=== Aim a ===
Count the lines of the entries below that contain the word "black", and give only that number.

=== Source passage ===
----

It is also true that in that quotation we have got from Justins, which is a manslaughter by omission case, that they use this phrase, immediate and direct cause of death; that is a suicide case.  If you look at Justins, paragraphs 106 and 110 will take you back to Taktak and Beardsley.  Whether the point holds good, I have a kind of residual point about this which is even if you use the substantial contribution test, you are going to have to draw it out in a particular way that levels the thing into an event that would have occurred just as when you apply the subjective test in tort with respect to would have had the operation.

As I say, that is not a proposition about standard of proof, that is a proposition about an event happening because you are hypothesising it, so it is not like it might have happened or it is highly likely it would have happened, it is the thing would – that is where you have to arrive at before you can actually make – what I am trying to say is before you can make causation work you have to drive it to that level.

----

[Position identification records]
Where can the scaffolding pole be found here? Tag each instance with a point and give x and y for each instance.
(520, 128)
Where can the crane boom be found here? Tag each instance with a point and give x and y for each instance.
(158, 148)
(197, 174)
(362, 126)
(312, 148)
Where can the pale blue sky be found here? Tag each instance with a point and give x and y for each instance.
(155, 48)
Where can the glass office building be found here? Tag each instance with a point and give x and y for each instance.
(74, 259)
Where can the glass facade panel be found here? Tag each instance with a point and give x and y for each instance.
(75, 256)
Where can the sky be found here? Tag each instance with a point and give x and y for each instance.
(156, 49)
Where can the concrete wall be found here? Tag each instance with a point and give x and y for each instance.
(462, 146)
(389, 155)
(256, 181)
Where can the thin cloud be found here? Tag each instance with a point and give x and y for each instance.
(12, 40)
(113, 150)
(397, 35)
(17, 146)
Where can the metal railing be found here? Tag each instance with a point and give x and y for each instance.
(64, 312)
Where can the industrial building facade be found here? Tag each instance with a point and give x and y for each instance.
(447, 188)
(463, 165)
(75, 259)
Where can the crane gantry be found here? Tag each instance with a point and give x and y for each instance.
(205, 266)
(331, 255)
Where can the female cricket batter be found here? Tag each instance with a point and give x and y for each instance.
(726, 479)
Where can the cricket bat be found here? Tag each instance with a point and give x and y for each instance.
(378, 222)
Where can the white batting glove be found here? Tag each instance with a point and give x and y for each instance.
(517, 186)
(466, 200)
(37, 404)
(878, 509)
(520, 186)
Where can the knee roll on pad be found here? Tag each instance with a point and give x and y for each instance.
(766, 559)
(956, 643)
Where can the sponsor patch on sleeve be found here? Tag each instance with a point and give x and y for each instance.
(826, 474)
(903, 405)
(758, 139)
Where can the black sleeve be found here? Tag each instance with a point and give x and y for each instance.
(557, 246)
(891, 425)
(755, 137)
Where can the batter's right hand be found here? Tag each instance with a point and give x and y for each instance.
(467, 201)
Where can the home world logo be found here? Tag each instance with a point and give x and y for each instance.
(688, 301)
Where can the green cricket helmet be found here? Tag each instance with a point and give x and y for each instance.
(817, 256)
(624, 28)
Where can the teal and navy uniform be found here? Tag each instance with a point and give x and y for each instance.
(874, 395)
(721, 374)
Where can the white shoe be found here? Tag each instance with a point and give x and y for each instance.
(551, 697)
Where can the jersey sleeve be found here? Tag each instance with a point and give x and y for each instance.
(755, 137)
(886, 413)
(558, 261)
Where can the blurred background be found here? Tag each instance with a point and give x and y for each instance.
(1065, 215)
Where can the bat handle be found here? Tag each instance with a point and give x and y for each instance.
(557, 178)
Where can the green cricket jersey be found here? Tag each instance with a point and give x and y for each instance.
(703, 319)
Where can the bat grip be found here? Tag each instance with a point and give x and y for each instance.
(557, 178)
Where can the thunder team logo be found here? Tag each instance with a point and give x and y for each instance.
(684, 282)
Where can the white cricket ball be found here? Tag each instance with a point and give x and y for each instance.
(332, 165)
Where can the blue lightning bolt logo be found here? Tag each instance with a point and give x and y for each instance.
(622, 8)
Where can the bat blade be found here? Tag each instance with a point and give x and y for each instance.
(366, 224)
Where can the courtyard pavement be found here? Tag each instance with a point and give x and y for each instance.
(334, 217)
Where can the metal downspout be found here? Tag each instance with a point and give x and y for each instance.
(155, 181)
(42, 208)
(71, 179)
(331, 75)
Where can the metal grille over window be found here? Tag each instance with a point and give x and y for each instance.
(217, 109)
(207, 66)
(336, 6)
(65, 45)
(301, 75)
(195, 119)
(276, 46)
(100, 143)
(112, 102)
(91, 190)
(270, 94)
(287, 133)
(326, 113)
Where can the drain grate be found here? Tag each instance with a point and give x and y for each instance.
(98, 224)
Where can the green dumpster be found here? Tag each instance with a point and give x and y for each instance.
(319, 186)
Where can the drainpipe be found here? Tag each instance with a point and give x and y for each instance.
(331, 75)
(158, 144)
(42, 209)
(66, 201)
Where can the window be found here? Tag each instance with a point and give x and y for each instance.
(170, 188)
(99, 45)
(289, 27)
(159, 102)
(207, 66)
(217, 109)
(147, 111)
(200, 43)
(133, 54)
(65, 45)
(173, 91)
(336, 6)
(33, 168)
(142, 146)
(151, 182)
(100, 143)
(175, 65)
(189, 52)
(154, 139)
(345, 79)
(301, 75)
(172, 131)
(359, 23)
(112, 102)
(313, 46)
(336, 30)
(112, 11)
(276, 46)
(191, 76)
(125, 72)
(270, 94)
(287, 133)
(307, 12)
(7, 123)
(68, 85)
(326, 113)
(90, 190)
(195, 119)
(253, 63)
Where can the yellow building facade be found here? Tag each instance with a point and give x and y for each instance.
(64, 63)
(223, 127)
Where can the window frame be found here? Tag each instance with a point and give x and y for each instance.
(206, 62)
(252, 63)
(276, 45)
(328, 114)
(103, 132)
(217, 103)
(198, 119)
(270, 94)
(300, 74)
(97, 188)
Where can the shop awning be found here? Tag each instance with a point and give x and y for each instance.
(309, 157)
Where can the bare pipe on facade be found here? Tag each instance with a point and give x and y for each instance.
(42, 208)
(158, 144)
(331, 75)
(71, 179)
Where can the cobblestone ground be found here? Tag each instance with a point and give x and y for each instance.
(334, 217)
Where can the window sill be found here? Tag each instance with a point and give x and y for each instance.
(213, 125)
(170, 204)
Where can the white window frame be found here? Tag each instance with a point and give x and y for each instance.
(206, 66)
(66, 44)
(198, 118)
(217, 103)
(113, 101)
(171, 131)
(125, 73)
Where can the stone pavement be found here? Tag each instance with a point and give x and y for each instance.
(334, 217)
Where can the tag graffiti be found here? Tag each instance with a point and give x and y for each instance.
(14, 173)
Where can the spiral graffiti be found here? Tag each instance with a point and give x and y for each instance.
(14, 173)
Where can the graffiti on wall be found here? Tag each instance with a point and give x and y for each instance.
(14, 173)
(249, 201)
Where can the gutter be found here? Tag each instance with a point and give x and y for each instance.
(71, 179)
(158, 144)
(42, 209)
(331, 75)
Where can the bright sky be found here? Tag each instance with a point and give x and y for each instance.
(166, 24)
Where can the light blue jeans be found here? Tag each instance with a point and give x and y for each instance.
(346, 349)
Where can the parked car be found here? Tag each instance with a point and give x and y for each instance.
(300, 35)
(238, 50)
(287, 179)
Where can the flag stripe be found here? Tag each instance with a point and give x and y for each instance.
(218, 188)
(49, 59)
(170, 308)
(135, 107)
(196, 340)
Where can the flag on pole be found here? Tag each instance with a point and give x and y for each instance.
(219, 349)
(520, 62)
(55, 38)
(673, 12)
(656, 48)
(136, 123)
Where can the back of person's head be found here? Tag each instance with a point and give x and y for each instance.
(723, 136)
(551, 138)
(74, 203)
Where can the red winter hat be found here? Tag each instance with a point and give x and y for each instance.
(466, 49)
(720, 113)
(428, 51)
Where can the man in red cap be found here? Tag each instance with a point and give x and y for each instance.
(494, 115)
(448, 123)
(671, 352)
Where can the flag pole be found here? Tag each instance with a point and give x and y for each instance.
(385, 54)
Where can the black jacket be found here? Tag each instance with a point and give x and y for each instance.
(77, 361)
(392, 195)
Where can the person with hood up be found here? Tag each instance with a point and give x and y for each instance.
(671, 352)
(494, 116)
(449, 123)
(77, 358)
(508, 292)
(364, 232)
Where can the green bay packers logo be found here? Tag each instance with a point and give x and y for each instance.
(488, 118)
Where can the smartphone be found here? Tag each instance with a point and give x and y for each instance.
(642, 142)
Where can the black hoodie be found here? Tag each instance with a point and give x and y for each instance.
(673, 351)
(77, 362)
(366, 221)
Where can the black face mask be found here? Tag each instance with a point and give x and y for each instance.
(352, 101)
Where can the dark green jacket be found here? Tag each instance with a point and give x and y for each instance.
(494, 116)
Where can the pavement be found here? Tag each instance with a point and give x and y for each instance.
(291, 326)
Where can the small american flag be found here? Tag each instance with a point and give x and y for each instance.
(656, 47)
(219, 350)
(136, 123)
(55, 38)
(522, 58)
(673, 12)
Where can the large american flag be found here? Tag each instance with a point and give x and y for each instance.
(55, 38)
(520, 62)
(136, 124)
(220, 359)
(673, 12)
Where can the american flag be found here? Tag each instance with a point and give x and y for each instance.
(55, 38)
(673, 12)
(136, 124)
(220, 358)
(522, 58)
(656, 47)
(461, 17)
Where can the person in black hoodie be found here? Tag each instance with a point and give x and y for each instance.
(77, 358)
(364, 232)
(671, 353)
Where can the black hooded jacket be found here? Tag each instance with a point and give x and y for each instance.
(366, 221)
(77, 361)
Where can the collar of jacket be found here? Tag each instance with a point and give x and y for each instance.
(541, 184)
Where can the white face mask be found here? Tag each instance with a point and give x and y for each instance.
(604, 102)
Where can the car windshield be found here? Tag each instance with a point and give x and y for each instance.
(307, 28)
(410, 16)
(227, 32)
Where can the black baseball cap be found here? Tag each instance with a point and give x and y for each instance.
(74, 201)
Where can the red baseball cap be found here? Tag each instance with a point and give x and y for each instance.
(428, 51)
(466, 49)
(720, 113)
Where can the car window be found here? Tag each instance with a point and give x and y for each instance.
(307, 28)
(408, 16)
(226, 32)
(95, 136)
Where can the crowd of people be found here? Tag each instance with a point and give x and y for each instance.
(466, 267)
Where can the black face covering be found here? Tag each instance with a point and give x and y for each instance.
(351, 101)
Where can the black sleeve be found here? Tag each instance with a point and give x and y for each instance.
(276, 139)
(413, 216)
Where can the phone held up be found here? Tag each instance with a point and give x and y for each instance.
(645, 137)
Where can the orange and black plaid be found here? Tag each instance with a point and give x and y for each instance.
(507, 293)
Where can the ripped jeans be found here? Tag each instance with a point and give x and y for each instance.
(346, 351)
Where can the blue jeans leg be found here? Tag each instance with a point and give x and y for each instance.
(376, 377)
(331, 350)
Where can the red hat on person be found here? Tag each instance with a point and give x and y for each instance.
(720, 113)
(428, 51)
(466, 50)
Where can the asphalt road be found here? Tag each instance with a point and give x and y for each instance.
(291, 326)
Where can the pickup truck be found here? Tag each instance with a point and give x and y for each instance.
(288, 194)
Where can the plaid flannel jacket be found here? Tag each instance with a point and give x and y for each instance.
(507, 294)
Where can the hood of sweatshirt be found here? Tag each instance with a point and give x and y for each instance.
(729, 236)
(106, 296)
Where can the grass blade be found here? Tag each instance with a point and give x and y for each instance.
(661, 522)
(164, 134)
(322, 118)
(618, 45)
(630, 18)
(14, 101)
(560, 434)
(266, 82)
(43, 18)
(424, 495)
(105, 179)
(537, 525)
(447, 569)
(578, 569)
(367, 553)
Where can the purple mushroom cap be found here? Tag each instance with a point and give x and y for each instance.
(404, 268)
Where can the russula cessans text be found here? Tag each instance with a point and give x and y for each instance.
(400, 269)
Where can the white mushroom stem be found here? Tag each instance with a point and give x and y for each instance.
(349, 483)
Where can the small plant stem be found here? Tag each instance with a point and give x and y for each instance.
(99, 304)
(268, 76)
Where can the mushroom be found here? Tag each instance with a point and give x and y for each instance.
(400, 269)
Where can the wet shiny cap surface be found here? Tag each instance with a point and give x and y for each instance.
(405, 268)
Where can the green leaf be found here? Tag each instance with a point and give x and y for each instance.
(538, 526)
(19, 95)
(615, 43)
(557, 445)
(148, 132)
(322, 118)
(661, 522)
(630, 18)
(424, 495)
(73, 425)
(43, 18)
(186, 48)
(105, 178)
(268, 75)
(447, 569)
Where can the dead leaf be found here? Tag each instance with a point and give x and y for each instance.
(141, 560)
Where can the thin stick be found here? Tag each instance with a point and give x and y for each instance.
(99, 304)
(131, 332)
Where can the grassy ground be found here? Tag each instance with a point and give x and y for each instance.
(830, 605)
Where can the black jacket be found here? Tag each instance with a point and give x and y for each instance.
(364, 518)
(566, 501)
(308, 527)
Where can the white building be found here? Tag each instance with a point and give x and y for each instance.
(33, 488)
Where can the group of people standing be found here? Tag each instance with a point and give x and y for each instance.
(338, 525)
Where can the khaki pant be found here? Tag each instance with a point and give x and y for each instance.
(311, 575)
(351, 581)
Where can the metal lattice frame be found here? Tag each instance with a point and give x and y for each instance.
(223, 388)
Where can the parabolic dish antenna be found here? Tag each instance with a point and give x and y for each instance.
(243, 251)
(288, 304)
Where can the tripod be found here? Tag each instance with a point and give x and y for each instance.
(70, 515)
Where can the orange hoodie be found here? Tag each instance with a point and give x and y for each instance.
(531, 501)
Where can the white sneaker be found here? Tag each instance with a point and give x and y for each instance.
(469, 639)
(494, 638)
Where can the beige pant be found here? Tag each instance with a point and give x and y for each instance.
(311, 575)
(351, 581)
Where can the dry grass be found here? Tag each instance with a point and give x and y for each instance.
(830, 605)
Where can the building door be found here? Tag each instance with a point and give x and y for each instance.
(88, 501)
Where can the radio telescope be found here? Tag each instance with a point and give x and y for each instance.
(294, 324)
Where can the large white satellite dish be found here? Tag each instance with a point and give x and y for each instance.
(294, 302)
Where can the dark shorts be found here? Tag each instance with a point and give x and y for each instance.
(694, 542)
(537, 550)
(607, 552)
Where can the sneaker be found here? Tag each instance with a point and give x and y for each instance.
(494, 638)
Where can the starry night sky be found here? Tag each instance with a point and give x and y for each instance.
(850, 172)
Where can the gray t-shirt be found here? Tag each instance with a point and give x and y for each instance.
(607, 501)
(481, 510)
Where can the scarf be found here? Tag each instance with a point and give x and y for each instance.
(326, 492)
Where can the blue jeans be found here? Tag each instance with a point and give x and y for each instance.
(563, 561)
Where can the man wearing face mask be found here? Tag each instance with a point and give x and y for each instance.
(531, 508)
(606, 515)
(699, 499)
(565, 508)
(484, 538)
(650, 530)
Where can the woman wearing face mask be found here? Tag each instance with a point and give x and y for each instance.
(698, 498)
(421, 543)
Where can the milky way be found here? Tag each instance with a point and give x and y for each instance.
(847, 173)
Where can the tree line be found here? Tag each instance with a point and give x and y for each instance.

----

=== Aim b ===
Extract everything in the passage on causation from "It is also true" down to "had the operation.", keeping the wording unchanged.

=== Full solution a ===
11

=== Full solution b ===
It is also true that in that quotation we have got from Justins, which is a manslaughter by omission case, that they use this phrase, immediate and direct cause of death; that is a suicide case.  If you look at Justins, paragraphs 106 and 110 will take you back to Taktak and Beardsley.  Whether the point holds good, I have a kind of residual point about this which is even if you use the substantial contribution test, you are going to have to draw it out in a particular way that levels the thing into an event that would have occurred just as when you apply the subjective test in tort with respect to would have had the operation.